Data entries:
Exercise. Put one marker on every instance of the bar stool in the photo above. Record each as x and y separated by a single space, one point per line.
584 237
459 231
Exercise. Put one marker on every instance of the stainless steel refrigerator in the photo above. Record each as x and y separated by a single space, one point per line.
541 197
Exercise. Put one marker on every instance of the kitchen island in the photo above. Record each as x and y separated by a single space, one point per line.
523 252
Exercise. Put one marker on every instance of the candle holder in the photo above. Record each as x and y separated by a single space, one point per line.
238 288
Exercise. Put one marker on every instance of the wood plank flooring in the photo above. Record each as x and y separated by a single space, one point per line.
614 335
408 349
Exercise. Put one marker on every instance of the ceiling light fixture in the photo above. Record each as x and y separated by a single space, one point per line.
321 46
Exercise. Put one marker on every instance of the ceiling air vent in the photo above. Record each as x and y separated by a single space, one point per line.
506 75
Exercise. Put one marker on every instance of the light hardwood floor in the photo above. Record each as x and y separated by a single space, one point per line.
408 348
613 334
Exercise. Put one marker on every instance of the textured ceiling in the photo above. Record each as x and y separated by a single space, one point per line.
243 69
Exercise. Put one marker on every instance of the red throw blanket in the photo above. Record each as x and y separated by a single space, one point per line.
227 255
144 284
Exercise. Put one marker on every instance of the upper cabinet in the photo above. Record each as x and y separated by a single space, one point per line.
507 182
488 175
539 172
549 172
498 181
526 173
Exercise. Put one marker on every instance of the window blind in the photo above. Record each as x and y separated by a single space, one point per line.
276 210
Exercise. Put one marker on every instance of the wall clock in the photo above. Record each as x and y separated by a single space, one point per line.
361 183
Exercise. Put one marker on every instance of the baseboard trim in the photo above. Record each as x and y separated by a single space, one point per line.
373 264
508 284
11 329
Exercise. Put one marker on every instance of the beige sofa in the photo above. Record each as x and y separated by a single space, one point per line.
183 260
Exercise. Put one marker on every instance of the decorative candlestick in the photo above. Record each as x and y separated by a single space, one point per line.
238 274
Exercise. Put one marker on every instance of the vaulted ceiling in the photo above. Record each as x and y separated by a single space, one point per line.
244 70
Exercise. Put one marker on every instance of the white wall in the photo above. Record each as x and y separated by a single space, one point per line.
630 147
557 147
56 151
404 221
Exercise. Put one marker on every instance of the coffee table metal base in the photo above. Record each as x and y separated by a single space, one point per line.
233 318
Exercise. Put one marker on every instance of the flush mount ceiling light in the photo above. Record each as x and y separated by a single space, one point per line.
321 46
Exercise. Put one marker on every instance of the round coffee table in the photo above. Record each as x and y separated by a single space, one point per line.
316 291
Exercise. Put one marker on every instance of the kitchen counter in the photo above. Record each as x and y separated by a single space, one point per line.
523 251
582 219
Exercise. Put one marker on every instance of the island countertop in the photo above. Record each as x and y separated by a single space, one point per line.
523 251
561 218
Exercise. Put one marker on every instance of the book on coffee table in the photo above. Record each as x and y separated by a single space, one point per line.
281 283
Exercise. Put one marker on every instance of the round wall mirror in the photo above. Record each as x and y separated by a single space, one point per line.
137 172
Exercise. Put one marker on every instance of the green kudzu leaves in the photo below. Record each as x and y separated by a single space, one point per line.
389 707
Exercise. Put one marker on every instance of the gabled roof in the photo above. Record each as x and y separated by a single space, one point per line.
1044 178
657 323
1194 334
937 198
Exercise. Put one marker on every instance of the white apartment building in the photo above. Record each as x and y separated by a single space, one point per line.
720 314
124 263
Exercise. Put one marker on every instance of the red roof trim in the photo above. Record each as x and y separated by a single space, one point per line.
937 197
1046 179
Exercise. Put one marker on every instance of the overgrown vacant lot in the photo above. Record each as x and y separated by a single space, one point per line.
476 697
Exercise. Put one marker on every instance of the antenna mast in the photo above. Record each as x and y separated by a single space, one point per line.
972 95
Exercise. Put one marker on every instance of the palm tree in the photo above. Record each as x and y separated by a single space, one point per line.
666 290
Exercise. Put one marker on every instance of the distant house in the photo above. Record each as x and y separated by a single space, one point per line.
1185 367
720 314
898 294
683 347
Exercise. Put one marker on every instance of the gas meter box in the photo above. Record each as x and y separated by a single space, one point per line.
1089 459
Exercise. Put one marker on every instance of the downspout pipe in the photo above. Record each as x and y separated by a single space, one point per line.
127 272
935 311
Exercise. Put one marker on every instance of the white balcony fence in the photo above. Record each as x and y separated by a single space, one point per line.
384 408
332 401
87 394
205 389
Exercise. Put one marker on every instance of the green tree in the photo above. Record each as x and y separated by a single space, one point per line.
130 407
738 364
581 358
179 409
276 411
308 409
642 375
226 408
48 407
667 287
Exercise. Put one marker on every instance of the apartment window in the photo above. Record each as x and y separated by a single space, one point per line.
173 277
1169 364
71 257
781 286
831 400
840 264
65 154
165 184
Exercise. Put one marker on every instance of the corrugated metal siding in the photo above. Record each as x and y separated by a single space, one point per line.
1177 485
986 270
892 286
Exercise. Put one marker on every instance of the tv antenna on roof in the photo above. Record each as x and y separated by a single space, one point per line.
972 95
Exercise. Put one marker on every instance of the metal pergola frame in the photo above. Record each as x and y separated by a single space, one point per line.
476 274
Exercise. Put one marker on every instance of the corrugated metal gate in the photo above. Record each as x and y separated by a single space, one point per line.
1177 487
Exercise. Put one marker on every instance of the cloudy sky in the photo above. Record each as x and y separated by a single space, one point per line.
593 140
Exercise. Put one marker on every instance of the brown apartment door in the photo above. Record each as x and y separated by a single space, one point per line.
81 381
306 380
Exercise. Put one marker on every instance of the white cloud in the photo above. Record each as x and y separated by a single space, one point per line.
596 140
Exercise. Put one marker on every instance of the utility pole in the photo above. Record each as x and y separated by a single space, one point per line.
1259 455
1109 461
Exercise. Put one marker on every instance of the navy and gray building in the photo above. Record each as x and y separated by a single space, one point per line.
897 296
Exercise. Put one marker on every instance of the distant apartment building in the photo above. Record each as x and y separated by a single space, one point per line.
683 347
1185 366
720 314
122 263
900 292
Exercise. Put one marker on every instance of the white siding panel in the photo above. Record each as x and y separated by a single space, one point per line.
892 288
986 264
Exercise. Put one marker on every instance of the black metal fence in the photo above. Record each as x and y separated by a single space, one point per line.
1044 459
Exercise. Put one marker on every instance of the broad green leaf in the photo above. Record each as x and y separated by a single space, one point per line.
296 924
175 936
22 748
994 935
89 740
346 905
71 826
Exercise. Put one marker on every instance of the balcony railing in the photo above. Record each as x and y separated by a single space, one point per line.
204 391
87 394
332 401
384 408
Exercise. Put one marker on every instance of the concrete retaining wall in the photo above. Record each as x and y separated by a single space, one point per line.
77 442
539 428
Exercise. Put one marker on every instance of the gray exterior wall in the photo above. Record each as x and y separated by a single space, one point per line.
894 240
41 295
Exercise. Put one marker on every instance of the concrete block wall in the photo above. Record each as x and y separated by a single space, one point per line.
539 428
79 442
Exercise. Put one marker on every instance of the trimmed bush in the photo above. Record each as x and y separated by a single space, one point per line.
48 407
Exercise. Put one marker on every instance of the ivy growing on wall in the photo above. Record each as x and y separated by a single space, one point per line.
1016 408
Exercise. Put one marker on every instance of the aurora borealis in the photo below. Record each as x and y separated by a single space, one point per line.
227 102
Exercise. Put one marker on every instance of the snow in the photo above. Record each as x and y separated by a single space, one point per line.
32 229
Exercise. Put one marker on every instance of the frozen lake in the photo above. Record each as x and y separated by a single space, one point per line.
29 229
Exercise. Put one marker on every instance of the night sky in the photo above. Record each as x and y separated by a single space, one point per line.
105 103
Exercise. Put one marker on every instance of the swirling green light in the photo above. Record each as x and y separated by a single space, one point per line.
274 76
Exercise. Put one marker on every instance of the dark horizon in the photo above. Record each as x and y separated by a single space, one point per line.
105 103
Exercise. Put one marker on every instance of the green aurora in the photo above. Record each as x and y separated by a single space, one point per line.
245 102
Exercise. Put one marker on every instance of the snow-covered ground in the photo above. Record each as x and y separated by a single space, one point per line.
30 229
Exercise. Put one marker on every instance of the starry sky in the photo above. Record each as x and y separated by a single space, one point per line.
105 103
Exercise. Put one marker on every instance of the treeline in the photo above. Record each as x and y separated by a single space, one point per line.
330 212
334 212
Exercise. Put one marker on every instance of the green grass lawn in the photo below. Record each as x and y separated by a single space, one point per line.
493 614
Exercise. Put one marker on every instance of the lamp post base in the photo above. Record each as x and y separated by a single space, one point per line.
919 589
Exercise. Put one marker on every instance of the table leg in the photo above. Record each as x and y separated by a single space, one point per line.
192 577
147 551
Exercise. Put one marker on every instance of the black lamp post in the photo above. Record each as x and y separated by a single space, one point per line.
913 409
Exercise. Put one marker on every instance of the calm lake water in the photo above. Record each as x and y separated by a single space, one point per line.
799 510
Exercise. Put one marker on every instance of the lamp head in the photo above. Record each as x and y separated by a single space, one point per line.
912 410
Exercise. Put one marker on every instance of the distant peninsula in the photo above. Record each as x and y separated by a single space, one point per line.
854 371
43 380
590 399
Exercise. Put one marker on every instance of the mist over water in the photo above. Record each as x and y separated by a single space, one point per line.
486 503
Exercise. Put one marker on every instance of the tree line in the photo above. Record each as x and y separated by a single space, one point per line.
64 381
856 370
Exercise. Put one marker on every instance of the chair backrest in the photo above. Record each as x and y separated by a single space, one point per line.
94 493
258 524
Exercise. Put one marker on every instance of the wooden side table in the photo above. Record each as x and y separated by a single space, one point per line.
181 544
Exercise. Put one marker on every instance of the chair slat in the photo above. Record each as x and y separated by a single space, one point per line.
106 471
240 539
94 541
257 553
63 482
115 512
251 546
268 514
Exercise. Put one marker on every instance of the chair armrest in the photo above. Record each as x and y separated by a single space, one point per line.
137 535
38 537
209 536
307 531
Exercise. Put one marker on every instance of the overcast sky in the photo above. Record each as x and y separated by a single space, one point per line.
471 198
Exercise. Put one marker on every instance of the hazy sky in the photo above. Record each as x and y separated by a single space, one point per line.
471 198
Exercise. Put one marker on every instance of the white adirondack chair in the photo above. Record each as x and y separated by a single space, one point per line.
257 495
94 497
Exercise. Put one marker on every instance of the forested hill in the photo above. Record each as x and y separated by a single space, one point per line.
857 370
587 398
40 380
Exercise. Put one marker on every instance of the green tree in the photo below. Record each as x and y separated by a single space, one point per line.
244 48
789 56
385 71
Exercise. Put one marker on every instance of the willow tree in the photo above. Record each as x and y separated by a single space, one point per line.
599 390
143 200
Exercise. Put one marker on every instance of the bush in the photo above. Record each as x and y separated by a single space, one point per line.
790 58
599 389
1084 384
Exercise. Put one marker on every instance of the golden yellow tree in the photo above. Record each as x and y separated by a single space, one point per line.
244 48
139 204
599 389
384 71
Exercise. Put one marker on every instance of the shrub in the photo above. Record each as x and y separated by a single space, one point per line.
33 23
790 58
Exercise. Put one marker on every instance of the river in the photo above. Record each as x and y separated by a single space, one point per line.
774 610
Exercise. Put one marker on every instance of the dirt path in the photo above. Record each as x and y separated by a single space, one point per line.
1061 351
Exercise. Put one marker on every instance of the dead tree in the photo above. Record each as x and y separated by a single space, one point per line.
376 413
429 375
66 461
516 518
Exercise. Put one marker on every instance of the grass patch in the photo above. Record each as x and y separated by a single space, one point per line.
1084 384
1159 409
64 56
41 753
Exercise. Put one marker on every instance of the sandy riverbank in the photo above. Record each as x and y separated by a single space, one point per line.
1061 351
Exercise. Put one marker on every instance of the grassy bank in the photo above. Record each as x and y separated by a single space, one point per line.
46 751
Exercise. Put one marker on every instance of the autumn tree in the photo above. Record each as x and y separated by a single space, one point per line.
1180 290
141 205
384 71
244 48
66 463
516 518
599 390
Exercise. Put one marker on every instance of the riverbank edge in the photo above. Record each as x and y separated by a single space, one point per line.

What the task requires: Starting with the line that contains "Exercise. Put one marker on every instance of the grass patch", repeat each line through the last one exactly as it appears. Include both ends and nothing more.

Solved problem:
Exercise. Put one marker on every instance of the grass patch in the photo above. Record each as x and y separated by a single space, one point per line.
1084 384
1159 409
64 56
41 753
Exercise. Put one marker on every instance of the sandy riverbank in the photo above. Record each as x and y separated by a single space, one point per line.
1061 351
Exercise. Put one marker on every instance of the grassy bank in the photo above. Record each as x and y separated by a single space, one point per line.
46 751
Exercise. Put one marker on every instance of the autumn tree in the photo above. Record each as x and y separated by a single space, one point per line.
1180 290
141 205
384 71
244 48
66 463
516 518
599 390
Exercise. Put one marker on every instance of the riverbank edge in the photo above. Record each as x and y separated by a single space, one point per line.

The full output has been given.